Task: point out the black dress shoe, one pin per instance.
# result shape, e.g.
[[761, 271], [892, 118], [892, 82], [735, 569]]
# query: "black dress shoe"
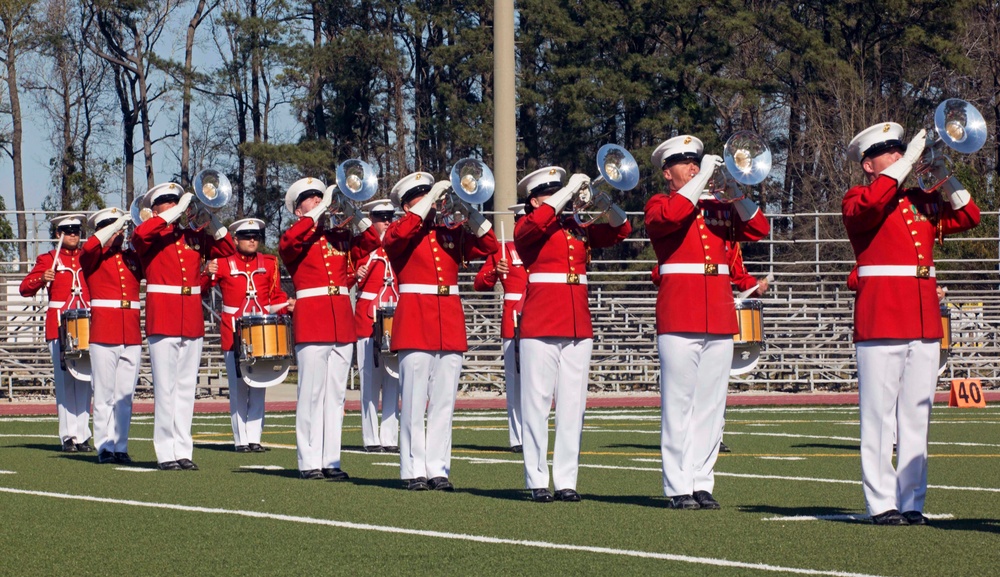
[[915, 518], [541, 496], [682, 502], [890, 517], [312, 475], [568, 495], [418, 484], [705, 500], [440, 484], [335, 474], [187, 464]]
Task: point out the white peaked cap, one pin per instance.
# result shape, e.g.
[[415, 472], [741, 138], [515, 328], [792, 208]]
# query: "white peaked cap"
[[677, 148], [875, 139]]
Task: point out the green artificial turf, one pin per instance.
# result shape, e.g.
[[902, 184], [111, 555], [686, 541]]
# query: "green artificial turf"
[[623, 508]]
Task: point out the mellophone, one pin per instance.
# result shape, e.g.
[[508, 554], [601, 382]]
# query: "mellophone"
[[748, 342]]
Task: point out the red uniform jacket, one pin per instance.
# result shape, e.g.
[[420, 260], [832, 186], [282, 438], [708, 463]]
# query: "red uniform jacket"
[[738, 273], [551, 243], [263, 290], [113, 274], [515, 284], [171, 257], [319, 260], [68, 276], [887, 227], [424, 254], [684, 234], [379, 276]]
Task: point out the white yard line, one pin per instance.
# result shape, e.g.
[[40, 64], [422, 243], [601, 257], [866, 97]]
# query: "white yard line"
[[710, 561]]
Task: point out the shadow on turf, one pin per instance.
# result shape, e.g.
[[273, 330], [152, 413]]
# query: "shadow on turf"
[[841, 446]]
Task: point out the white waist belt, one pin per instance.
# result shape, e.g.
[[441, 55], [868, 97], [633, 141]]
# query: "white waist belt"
[[113, 304], [694, 268], [322, 292], [557, 278], [169, 289], [429, 289], [918, 271]]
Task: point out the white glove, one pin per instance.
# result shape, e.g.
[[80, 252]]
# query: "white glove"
[[957, 195], [107, 233], [559, 200], [693, 189], [173, 213], [215, 227], [746, 208], [477, 222], [424, 205], [900, 169], [359, 221]]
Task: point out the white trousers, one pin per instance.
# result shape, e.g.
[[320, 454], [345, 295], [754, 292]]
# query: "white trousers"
[[115, 371], [429, 383], [72, 400], [377, 382], [174, 362], [553, 369], [319, 410], [512, 385], [246, 405], [896, 381], [694, 375]]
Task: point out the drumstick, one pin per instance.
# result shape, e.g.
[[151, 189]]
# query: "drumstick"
[[503, 246]]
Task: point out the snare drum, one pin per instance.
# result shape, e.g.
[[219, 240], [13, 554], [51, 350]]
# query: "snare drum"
[[265, 337], [75, 332], [750, 316], [382, 332]]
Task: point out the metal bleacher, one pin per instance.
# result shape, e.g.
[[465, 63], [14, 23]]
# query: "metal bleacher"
[[807, 323]]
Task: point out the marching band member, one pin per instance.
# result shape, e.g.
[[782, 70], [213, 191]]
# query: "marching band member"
[[251, 284], [429, 324], [318, 259], [59, 272], [695, 314], [171, 256], [509, 271], [376, 285], [556, 332], [897, 320], [113, 274]]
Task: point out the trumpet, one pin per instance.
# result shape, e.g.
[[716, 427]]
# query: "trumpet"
[[960, 127], [356, 183], [619, 170], [747, 161], [472, 182], [213, 191]]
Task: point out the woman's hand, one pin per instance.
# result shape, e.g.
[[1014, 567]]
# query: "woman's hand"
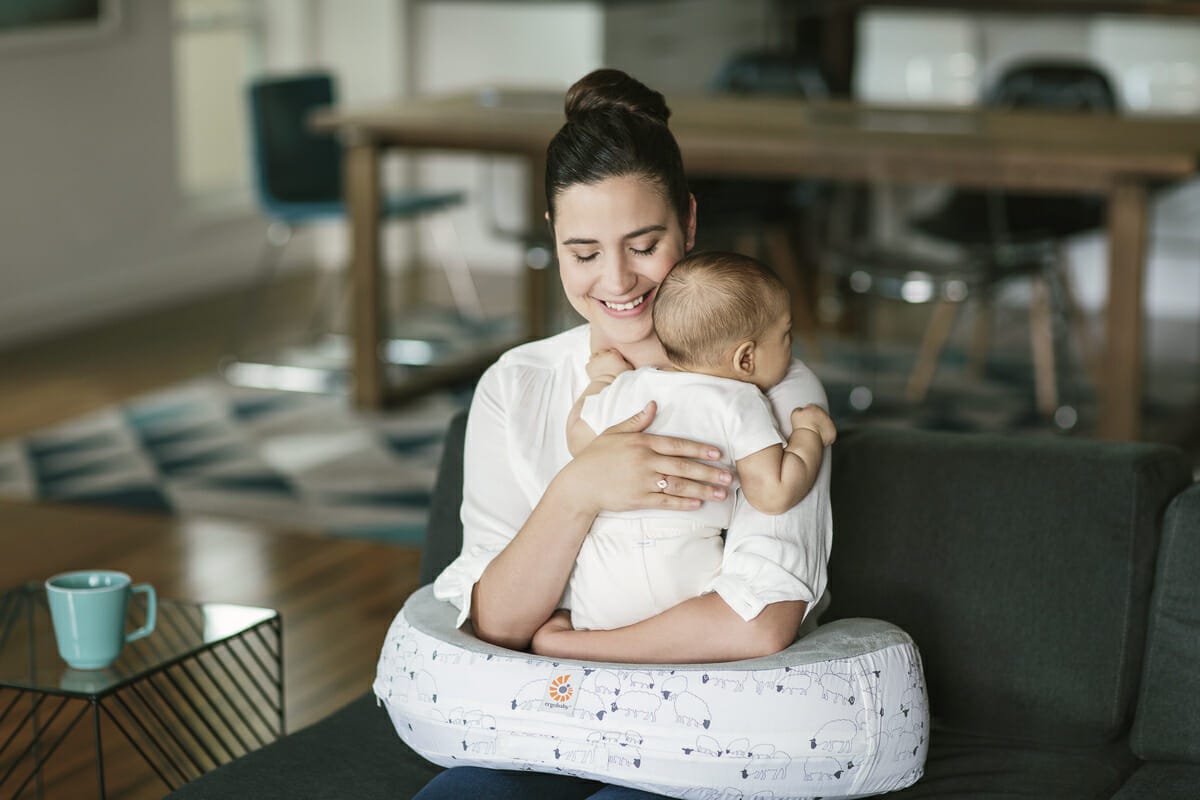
[[546, 638], [627, 469], [815, 419]]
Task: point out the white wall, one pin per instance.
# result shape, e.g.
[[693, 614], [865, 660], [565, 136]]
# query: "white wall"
[[466, 44], [90, 223]]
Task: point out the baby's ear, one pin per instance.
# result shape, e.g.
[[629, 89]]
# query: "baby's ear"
[[743, 359]]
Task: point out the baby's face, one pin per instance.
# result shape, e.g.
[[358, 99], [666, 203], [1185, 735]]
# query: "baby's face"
[[773, 354]]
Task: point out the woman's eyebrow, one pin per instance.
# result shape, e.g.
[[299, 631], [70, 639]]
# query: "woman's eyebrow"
[[634, 234]]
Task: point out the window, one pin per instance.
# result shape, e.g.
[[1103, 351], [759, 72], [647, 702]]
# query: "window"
[[217, 46]]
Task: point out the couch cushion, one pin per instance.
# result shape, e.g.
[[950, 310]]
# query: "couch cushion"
[[1020, 566], [1167, 721], [1162, 782], [351, 753], [982, 768]]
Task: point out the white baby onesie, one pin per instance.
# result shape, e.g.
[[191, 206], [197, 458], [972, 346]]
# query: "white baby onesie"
[[637, 564]]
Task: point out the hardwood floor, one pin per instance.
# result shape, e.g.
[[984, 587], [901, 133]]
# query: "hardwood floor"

» Directive:
Render the whole listing above as a Markdown table with the columns Row and Entry, putting each nonblank line in its own numbered row. Leave the pictures out.

» Completed task:
| Row | Entry |
|---|---|
| 1 | Task: point out the black dress shoe, one pin per instance. |
| 2 | # result shape, e.g. |
| 3 | [[761, 271], [892, 118], [892, 82], [735, 569]] |
| 4 | # query: "black dress shoe" |
| 5 | [[915, 518], [541, 496], [682, 502], [890, 517], [312, 475], [568, 495], [418, 484], [705, 500], [440, 484], [335, 474], [187, 464]] |
| 6 | Task: point out the white peaked cap, one pin per instance. |
| 7 | # result shape, e.g. |
| 8 | [[415, 472], [741, 138], [515, 328], [792, 208]] |
| 9 | # query: "white peaked cap" |
| 10 | [[677, 148], [875, 139]] |
| 11 | Task: point out the green artificial turf, one pin per instance. |
| 12 | # result shape, e.g. |
| 13 | [[902, 184], [111, 555], [686, 541]] |
| 14 | # query: "green artificial turf" |
| 15 | [[623, 508]] |
| 16 | Task: point out the mellophone, one pin per instance. |
| 17 | # result shape, e.g. |
| 18 | [[508, 554], [601, 382]] |
| 19 | # query: "mellophone" |
| 20 | [[748, 342]] |
| 21 | Task: point out the red uniform jacket, one pin per instance. |
| 22 | # result shape, e.g. |
| 23 | [[420, 260], [832, 186], [282, 438], [708, 463]] |
| 24 | # query: "red uniform jacket" |
| 25 | [[738, 273], [551, 243], [263, 290], [113, 274], [515, 284], [171, 257], [319, 260], [68, 276], [887, 227], [424, 254], [684, 234], [379, 276]] |
| 26 | Task: point out the white yard line, one pin per instance. |
| 27 | # result shape, e.g. |
| 28 | [[40, 64], [422, 243], [601, 257], [866, 97]] |
| 29 | # query: "white yard line" |
| 30 | [[710, 561]] |
| 31 | Task: point out the shadow on turf, one pin per instance. |
| 32 | # result shape, e.g. |
| 33 | [[273, 330], [152, 413]] |
| 34 | # query: "shadow on turf" |
| 35 | [[841, 446]] |
| 36 | Task: point out the white waist belt, one pin per instance. |
| 37 | # result shape, e.g. |
| 38 | [[441, 55], [868, 97], [633, 141]] |
| 39 | # query: "white waist belt" |
| 40 | [[113, 304], [694, 268], [322, 292], [557, 278], [169, 289], [429, 289], [918, 271]] |
| 41 | Task: point out the white glove, one pin per instance. |
| 42 | # result shape, e.g. |
| 43 | [[80, 252]] |
| 44 | # query: "white glove" |
| 45 | [[957, 195], [107, 233], [559, 200], [693, 189], [173, 213], [215, 227], [746, 208], [477, 222], [424, 205], [900, 169], [359, 221]] |
| 46 | Task: point out the white trousers, one pin per instance. |
| 47 | # result shape, e.g. |
| 48 | [[320, 454], [345, 295], [754, 292]] |
| 49 | # query: "white trousers" |
| 50 | [[115, 371], [429, 383], [72, 400], [377, 382], [174, 362], [553, 369], [319, 410], [512, 385], [246, 405], [896, 381], [694, 375]] |
| 51 | Task: point out the drumstick, one pin per instance. |
| 52 | # result shape, e.g. |
| 53 | [[151, 189]] |
| 54 | # query: "drumstick" |
| 55 | [[503, 246]] |
| 56 | Task: point out the snare drum, one pin per instance. |
| 57 | # result shape, e.g. |
| 58 | [[219, 240], [13, 554], [51, 350]] |
| 59 | # query: "snare drum" |
| 60 | [[265, 337], [75, 332], [750, 316], [382, 332]] |
| 61 | Task: point out the metal bleacher, one pin per instance. |
| 62 | # result shape, e.g. |
| 63 | [[465, 63], [14, 23]] |
| 64 | # query: "metal bleacher" |
| 65 | [[807, 323]] |
| 66 | Task: point out the marching band member, one pin per instance. |
| 67 | # result shape, e.g. |
| 68 | [[782, 70], [213, 191]] |
| 69 | # query: "marching band member" |
| 70 | [[251, 284], [429, 324], [318, 259], [59, 272], [695, 314], [171, 256], [509, 271], [376, 285], [556, 332], [897, 320], [113, 274]] |
| 71 | Task: point out the trumpet, one pin per instance. |
| 72 | # result shape, e.g. |
| 73 | [[716, 427]] |
| 74 | # query: "trumpet" |
| 75 | [[960, 127], [356, 183], [619, 170], [747, 161], [472, 182], [213, 191]] |
| 76 | Task: point out the woman's hand, one pin per instance. |
| 77 | # result shape, e.g. |
| 78 | [[1014, 567]] |
| 79 | # query: "woman's hand" |
| 80 | [[546, 638], [627, 469], [815, 419]] |
| 81 | Task: point out the white wall, one pin per instance. |
| 82 | # result shape, e.g. |
| 83 | [[693, 614], [865, 660], [565, 136]] |
| 84 | # query: "white wall" |
| 85 | [[466, 44], [90, 223]] |
| 86 | Task: point out the baby's ear, one pin per instance. |
| 87 | # result shape, e.g. |
| 88 | [[629, 89]] |
| 89 | # query: "baby's ear" |
| 90 | [[743, 359]] |
| 91 | Task: point out the baby's face, one pin per instance. |
| 92 | # result shape, e.g. |
| 93 | [[358, 99], [666, 203], [1185, 735]] |
| 94 | # query: "baby's face" |
| 95 | [[773, 354]] |
| 96 | Task: point out the woman's eyebrow, one pin per instance. |
| 97 | # result shape, e.g. |
| 98 | [[299, 631], [70, 639]] |
| 99 | # query: "woman's eyebrow" |
| 100 | [[634, 234]] |
| 101 | Task: point out the window, one pin per instance. |
| 102 | # result shape, e.g. |
| 103 | [[1103, 351], [759, 72], [647, 702]] |
| 104 | # query: "window" |
| 105 | [[217, 46]] |
| 106 | Task: point out the couch cushion, one pin per instance. |
| 107 | # result shape, e.g. |
| 108 | [[950, 310]] |
| 109 | # query: "couch cushion" |
| 110 | [[1020, 566], [1167, 721], [1162, 782], [351, 753], [982, 768]] |
| 111 | Task: point out the white baby onesie, one pin per instance. |
| 112 | # result shape, e.g. |
| 113 | [[191, 206], [197, 458], [972, 346]] |
| 114 | # query: "white baby onesie" |
| 115 | [[637, 564]] |
| 116 | Task: point out the hardwood floor, one pin per instance. |
| 117 | # result shape, e.g. |
| 118 | [[984, 587], [901, 133]] |
| 119 | # query: "hardwood floor" |